** BEGIN **

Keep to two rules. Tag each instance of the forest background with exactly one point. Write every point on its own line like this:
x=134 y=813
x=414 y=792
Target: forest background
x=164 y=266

** END **

## Your task
Which lines of the rows above contain the word "forest"? List each of those lines in full.

## Problem solution
Keep to two rules. Tag each instance of the forest background with exactly one point. Write every point on its own line like this:
Target: forest background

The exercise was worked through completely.